====== Records to process

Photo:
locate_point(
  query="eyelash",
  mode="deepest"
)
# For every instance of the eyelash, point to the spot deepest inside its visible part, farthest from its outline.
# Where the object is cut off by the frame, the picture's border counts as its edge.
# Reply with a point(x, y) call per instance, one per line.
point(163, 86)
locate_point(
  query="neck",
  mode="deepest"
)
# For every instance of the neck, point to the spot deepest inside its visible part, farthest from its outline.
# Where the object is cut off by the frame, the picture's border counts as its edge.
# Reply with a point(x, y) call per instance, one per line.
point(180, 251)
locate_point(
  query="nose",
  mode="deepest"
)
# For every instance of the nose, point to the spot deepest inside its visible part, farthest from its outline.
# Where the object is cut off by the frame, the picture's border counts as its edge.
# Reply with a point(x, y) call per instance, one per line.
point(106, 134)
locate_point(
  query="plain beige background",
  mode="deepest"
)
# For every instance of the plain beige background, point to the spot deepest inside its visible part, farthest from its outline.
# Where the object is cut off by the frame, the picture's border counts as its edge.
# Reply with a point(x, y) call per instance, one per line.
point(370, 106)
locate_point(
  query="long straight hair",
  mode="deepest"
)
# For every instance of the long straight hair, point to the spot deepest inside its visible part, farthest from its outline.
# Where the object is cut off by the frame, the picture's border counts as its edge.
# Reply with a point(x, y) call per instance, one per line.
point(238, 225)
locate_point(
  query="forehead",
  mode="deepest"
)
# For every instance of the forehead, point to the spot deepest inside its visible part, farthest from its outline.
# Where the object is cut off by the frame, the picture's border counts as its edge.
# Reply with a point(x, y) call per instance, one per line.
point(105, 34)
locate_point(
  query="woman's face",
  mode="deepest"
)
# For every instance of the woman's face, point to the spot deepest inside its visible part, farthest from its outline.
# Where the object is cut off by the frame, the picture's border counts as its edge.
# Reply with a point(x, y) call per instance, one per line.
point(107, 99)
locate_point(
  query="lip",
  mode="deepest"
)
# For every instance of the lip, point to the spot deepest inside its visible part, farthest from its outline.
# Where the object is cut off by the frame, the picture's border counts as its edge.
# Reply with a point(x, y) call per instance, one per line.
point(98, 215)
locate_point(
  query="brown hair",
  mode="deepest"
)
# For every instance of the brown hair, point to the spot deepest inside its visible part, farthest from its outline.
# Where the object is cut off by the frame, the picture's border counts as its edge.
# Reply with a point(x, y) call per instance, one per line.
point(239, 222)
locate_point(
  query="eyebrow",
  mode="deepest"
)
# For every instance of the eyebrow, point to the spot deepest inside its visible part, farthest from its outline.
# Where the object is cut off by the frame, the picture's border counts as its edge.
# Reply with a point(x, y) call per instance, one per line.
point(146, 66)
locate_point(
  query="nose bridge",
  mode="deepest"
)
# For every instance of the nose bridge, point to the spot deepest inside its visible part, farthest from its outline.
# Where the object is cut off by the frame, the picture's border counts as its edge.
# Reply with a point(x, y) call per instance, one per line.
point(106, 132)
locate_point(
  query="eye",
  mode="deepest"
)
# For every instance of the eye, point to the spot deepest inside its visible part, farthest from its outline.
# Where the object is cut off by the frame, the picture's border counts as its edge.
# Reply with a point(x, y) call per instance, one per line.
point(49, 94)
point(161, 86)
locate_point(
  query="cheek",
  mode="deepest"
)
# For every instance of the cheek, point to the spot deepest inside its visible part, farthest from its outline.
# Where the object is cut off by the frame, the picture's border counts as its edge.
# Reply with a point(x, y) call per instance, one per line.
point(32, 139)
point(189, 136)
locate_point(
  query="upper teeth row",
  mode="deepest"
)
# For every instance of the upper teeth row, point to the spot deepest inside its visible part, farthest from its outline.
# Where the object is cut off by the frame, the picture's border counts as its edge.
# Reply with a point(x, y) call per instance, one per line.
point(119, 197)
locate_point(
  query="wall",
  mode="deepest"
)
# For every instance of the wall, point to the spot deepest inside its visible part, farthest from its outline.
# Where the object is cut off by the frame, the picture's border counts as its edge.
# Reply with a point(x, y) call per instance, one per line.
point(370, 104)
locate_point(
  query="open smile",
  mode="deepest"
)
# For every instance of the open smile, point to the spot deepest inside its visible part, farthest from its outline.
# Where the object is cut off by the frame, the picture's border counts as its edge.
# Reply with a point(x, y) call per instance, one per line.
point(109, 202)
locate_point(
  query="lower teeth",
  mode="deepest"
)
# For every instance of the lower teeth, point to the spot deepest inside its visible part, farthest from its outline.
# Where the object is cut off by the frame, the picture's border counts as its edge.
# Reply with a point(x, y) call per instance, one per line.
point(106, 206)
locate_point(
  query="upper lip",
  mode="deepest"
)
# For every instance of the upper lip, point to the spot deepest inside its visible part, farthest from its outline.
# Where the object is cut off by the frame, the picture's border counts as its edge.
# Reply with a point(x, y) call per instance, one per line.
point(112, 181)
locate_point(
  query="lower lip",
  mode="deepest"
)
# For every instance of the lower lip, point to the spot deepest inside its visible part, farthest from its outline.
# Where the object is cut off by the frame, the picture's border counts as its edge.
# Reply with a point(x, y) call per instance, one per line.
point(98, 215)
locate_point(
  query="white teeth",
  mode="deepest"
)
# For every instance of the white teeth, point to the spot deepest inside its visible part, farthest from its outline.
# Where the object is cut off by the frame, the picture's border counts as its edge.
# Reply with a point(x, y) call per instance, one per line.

============

→ Set problem
Output every line of the rows above as a numbered list, leaving out any blank lines.

→ Solution for this exercise
1. Photo:
2. locate_point(
3.   query="eyelash",
4.   mode="deepest"
5. )
6. # For every instance of the eyelash, point to the spot deepest inside its visible part, farthest from its outline.
7. # Where the object is cut off by the frame, the picture's border counts as its edge.
8. # Reply with a point(x, y) call per instance, one per line.
9. point(163, 86)
10. locate_point(
11.   query="neck",
12.   mode="deepest"
13. )
14. # For every instance of the neck, point to the spot deepest inside its visible part, farthest from its outline.
15. # Where the object is cut off by the frame, the picture's border counts as its edge.
16. # Reply with a point(x, y) call per instance, one per line.
17. point(180, 251)
18. locate_point(
19.   query="nose",
20.   mode="deepest"
21. )
22. # For every instance of the nose, point to the spot deepest inside its visible part, farthest from its outline.
23. # Where the object is cut off by the frame, the picture's border counts as its edge.
24. # Reply with a point(x, y) call per instance, one per line.
25. point(106, 134)
26. locate_point(
27.   query="plain beige background",
28.   mode="deepest"
29. )
30. # For every instance of the plain beige background, point to the spot deepest inside its visible part, farthest from its outline.
31. # Where the object is cut off by the frame, the picture's border counts as its edge.
32. # Reply with a point(x, y) call per instance, one per line.
33. point(370, 106)
34. locate_point(
35.   query="long straight hair",
36.   mode="deepest"
37. )
38. # For every instance of the long straight hair, point to the spot deepest inside its visible part, farthest from its outline.
39. # Where the object is cut off by the frame, the picture's border counts as its edge.
40. # Reply with a point(x, y) call per instance, one per line.
41. point(238, 225)
42. locate_point(
43.   query="forehead",
44.   mode="deepest"
45. )
46. # For every instance of the forehead, point to the spot deepest inside its visible part, farthest from its outline.
47. # Where the object is cut off by the frame, the picture's border counts as its edge.
48. # Reply with a point(x, y) call per instance, one per line.
49. point(105, 34)
50. locate_point(
51.   query="woman's face",
52.   mode="deepest"
53. )
54. # For every instance of the woman's face, point to the spot deepest inside its visible part, farthest from its outline.
55. # Where the object is cut off by the frame, the picture's border counts as its edge.
56. # Reply with a point(x, y) call per instance, one per line.
57. point(107, 99)
58. locate_point(
59.   query="lip",
60.   mode="deepest"
61. )
62. # For every instance of the lip, point to the spot deepest inside its visible part, farthest from its outline.
63. # Where the object is cut off by the frame, the picture's border counts as its edge.
64. # Reply with a point(x, y) call per instance, one per line.
65. point(98, 215)
66. locate_point(
67.   query="brown hair",
68.   mode="deepest"
69. )
70. # For every instance of the brown hair, point to the spot deepest inside its visible part, farthest from its outline.
71. # Where the object is cut off by the frame, the picture's border counts as its edge.
72. # Reply with a point(x, y) call per instance, one per line.
73. point(239, 222)
74. locate_point(
75.   query="eyebrow",
76.   mode="deepest"
77. )
78. # For every instance of the eyebrow, point to the spot deepest inside its visible part, farthest from its outline.
79. # Where the object is cut off by the frame, the picture's border counts as its edge.
80. # Reply with a point(x, y) call per instance, one per line.
81. point(146, 66)
82. locate_point(
83.   query="nose bridge",
84.   mode="deepest"
85. )
86. # For every instance of the nose bridge, point to the spot deepest inside its visible part, farthest from its outline.
87. # Where the object is cut off by the frame, the picture's border counts as its edge.
88. # Reply with a point(x, y) call per instance, one per line.
89. point(106, 132)
90. locate_point(
91.   query="eye",
92.   mode="deepest"
93. )
94. # For every instance of the eye, point to the spot deepest inside its visible part, farthest from its outline.
95. # Where the object is cut off by the frame, the picture's border counts as its edge.
96. # Reply with a point(x, y) call per instance, one per line.
97. point(49, 94)
98. point(161, 86)
99. locate_point(
100.   query="cheek",
101.   mode="deepest"
102. )
103. # For every instance of the cheek, point to the spot deepest inside its visible part, farthest from its outline.
104. # Where the object is cut off by the frame, the picture's border counts as its edge.
105. # Reply with a point(x, y) call per instance, one per line.
106. point(32, 139)
107. point(189, 136)
108. locate_point(
109.   query="upper teeth row",
110.   mode="deepest"
111. )
112. # For every instance of the upper teeth row, point to the spot deepest inside its visible part, farthest from its outline.
113. # Where the object is cut off by the frame, the picture's border counts as its edge.
114. # Reply with a point(x, y) call per instance, one per line.
115. point(119, 197)
116. locate_point(
117.   query="wall",
118.   mode="deepest"
119. )
120. # For every instance of the wall, point to the spot deepest inside its visible part, farthest from its outline.
121. # Where the object is cut off by the frame, the picture's border counts as its edge.
122. # Reply with a point(x, y) call per instance, one per line.
123. point(370, 104)
124. locate_point(
125.   query="open smile",
126.   mode="deepest"
127. )
128. # For every instance of the open smile, point to the spot deepest inside its visible part, farthest from its outline.
129. # Where the object is cut off by the frame, the picture's border counts as its edge.
130. # Reply with a point(x, y) call per instance, one per line.
131. point(109, 202)
132. locate_point(
133.   query="lower teeth",
134.   mode="deepest"
135. )
136. # For every instance of the lower teeth, point to the spot deepest inside its visible part, farthest from its outline.
137. # Where the object is cut off by the frame, the picture's border counts as its edge.
138. # Reply with a point(x, y) call per instance, one per line.
139. point(106, 206)
140. locate_point(
141.   query="upper lip",
142.   mode="deepest"
143. )
144. # For every instance of the upper lip, point to the spot deepest inside its visible part, farthest from its outline.
145. # Where the object is cut off by the frame, the picture's border counts as its edge.
146. # Reply with a point(x, y) call per instance, one per line.
147. point(112, 181)
148. locate_point(
149.   query="lower lip",
150.   mode="deepest"
151. )
152. # For every instance of the lower lip, point to the spot deepest inside its visible part, farthest from its outline.
153. # Where the object is cut off by the frame, the picture's border counts as its edge.
154. # Reply with a point(x, y) call per instance, one per line.
155. point(98, 215)
156. locate_point(
157.   query="white teeth",
158.   mode="deepest"
159. )
160. # For every instance of the white teeth, point to the spot deepest inside its visible part, farthest from its outline.
161. # Where the object is cut off by the frame, the picture's border counts as its edge.
162. # Reply with a point(x, y) call per instance, one per line.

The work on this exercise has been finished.